- _Given request_: State how many lines of the records below contain the string "farmhouse". Give only the number.

**** Dataset records ****

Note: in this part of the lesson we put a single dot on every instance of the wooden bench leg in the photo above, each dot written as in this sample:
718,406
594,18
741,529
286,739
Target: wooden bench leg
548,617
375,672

****
**** Dataset records ****

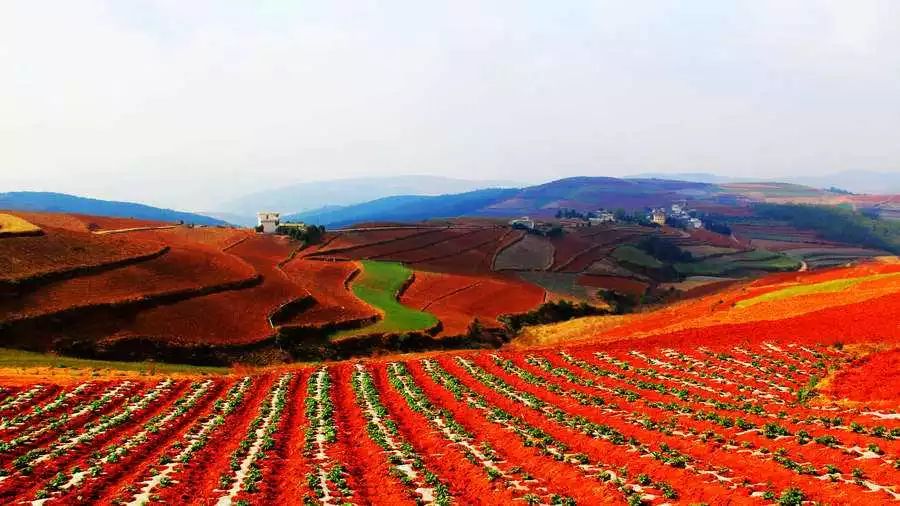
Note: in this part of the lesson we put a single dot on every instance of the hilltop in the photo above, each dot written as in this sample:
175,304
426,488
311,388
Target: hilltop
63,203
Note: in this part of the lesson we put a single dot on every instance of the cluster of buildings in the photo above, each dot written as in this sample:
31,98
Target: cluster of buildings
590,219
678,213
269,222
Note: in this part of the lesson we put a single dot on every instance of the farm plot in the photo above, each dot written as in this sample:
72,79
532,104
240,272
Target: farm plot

****
**** Dataset records ****

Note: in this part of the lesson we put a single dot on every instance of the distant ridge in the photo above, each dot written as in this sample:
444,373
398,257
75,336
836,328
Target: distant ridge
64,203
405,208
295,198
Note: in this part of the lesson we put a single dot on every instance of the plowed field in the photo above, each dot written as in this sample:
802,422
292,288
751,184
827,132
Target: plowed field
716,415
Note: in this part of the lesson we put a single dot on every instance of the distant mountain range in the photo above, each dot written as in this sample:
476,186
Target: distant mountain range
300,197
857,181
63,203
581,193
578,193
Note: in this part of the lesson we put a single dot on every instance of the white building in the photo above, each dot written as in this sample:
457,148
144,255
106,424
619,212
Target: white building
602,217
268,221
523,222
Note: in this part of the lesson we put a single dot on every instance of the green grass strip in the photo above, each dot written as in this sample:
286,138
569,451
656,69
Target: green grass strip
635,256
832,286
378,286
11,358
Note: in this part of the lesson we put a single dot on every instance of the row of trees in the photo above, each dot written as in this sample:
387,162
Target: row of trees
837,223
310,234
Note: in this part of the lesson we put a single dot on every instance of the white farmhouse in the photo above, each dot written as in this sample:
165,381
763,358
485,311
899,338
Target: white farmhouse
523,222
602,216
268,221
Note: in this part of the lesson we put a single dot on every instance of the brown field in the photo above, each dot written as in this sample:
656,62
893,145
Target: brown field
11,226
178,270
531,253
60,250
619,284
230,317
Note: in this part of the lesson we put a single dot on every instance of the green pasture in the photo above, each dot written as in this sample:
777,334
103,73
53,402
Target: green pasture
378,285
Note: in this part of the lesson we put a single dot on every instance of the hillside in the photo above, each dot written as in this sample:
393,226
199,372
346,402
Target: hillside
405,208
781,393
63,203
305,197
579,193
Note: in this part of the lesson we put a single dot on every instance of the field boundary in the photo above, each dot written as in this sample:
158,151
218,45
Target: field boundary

****

- _Final result_: 2